PROBLEM DESCRIPTION:
In the data, find each line where the word "pole" appears and list that line.

TASK MATERIAL:
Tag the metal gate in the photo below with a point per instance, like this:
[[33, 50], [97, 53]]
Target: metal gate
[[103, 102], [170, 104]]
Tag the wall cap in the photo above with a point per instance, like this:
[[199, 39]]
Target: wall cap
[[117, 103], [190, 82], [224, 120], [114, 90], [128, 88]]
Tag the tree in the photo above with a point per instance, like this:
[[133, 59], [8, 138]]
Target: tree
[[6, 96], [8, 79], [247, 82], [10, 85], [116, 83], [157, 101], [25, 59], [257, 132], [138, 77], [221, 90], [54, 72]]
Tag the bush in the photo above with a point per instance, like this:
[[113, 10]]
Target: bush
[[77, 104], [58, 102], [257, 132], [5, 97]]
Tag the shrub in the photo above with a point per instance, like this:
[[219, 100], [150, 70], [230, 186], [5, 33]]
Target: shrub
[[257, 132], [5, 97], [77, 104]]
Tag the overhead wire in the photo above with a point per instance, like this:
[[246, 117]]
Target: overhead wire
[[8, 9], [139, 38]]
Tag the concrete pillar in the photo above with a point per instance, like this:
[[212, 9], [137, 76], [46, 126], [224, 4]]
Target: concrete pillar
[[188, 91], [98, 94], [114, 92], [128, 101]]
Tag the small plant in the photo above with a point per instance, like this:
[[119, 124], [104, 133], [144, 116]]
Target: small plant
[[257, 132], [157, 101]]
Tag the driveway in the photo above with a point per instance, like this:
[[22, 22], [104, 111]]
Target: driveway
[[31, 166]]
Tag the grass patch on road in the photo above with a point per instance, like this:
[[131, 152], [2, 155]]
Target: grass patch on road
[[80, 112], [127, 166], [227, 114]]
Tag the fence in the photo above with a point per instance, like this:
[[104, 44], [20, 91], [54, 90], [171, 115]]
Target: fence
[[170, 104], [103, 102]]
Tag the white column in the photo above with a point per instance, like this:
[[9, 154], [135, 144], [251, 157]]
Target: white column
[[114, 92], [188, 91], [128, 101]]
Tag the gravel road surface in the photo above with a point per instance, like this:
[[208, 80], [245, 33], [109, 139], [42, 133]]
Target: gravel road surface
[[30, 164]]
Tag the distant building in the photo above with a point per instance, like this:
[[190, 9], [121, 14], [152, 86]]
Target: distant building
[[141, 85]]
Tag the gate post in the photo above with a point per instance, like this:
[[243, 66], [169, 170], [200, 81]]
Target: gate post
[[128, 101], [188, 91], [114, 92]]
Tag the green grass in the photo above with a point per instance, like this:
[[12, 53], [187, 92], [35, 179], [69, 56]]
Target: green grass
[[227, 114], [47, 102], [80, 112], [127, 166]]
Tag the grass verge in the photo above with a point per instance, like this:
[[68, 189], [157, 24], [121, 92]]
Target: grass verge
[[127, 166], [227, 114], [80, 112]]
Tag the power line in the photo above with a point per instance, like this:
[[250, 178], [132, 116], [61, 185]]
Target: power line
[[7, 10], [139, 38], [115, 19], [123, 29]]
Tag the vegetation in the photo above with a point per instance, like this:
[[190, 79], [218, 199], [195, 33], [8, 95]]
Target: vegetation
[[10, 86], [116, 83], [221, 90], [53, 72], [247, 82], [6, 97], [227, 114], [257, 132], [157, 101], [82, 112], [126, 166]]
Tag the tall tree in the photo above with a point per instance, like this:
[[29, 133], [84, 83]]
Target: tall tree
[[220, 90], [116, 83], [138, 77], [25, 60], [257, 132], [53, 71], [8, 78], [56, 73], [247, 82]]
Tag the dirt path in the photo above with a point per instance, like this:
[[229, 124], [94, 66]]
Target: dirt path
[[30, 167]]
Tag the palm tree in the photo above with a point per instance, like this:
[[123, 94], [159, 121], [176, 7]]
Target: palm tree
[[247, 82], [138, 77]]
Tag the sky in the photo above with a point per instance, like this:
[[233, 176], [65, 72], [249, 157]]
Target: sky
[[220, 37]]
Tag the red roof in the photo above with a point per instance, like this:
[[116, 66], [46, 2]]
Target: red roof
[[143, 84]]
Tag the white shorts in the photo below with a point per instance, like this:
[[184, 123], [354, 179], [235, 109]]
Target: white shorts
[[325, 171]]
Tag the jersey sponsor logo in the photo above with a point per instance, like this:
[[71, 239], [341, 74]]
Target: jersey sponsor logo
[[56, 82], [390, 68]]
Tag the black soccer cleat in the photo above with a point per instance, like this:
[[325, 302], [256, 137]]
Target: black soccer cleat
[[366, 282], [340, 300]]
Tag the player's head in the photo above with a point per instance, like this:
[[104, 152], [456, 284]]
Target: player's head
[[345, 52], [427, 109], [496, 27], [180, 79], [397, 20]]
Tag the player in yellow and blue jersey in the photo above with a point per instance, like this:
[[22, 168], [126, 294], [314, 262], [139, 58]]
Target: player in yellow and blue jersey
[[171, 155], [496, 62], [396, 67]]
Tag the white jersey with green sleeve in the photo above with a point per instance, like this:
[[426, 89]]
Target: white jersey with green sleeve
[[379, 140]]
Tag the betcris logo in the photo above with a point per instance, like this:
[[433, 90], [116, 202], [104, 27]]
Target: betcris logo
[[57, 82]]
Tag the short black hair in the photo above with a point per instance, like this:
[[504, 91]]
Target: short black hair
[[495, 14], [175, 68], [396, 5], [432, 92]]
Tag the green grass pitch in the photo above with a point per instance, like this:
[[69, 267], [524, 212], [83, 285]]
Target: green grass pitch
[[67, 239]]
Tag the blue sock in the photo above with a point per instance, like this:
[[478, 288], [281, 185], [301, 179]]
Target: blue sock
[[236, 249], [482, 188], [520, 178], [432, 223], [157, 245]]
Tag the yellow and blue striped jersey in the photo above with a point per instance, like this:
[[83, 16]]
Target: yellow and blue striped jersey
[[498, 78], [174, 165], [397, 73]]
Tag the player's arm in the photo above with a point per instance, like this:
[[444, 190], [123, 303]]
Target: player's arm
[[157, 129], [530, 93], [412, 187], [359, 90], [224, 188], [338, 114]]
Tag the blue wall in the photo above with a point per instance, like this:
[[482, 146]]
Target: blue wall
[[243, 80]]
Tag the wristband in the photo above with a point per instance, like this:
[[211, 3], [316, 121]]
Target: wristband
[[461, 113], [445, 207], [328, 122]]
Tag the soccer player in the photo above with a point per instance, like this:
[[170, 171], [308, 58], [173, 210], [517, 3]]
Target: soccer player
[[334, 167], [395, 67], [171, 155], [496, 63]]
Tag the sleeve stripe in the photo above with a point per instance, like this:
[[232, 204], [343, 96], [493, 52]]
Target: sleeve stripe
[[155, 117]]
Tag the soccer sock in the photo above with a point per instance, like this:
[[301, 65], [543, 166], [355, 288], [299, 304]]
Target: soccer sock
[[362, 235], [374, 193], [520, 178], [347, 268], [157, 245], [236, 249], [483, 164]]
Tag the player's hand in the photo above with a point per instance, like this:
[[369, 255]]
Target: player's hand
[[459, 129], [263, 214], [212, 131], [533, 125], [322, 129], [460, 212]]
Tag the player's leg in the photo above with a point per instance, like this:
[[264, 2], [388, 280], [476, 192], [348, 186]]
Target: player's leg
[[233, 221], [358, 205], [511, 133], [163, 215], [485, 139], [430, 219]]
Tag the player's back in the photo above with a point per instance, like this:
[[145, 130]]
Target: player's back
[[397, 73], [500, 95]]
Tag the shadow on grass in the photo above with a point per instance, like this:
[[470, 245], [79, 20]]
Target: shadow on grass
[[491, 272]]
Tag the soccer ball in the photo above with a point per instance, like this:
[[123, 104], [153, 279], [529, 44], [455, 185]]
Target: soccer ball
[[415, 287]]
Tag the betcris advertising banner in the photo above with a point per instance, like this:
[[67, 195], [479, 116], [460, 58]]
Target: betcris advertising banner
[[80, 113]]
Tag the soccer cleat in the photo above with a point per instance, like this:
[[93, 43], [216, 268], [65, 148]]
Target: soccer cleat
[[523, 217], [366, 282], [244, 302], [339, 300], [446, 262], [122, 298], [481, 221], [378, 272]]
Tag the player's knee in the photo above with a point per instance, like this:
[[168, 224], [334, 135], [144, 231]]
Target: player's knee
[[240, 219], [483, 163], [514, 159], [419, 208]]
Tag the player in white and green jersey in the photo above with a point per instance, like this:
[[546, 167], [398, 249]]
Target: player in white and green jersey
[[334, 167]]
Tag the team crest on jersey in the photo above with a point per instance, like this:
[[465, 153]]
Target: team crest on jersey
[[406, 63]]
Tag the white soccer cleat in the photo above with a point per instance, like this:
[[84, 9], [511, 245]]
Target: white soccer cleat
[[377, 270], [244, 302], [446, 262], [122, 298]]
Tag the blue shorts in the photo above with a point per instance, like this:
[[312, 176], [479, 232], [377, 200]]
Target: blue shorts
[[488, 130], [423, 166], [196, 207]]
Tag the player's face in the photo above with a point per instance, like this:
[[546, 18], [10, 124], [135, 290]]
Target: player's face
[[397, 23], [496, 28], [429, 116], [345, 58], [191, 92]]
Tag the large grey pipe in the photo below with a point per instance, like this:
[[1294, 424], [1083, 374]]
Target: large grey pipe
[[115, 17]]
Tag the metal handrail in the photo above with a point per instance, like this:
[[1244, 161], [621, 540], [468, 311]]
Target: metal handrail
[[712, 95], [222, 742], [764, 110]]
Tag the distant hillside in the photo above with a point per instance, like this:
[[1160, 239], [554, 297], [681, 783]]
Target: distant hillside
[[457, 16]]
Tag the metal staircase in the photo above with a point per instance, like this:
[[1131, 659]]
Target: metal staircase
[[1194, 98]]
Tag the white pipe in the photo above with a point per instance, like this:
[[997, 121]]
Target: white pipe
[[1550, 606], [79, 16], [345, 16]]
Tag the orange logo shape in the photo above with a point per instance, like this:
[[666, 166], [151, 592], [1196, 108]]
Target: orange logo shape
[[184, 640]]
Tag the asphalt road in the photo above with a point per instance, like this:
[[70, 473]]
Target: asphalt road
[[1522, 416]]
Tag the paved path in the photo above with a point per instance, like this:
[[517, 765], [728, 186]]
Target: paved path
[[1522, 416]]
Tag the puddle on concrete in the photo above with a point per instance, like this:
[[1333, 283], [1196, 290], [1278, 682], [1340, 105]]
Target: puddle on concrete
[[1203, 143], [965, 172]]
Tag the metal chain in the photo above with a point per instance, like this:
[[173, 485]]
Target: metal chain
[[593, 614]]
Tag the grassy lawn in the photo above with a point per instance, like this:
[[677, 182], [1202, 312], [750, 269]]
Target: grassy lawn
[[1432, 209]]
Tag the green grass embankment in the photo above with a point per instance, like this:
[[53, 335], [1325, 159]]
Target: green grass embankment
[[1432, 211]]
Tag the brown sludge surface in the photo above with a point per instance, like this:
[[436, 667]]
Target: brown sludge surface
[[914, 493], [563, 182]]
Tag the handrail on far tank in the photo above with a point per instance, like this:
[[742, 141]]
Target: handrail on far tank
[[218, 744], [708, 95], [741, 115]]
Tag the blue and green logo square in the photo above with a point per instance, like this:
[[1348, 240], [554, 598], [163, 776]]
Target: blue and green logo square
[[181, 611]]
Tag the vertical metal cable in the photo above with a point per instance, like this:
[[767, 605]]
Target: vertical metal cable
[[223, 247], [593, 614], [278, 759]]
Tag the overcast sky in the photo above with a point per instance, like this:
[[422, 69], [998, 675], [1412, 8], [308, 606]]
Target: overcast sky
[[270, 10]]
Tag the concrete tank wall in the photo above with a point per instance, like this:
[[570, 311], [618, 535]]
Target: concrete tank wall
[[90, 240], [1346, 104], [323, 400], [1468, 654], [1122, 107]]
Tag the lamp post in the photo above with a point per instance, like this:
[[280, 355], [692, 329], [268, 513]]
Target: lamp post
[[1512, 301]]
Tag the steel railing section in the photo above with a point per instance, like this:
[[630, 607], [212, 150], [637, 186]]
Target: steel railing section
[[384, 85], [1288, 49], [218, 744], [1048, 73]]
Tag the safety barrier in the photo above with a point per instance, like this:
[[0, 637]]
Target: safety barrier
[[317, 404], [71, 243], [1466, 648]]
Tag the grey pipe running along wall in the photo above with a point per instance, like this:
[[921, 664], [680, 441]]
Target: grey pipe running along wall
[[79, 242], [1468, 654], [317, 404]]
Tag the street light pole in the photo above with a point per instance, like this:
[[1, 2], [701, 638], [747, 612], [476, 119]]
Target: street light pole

RESULT:
Tag the street light pole in the photo above with a point per instance, like this:
Target: street light pole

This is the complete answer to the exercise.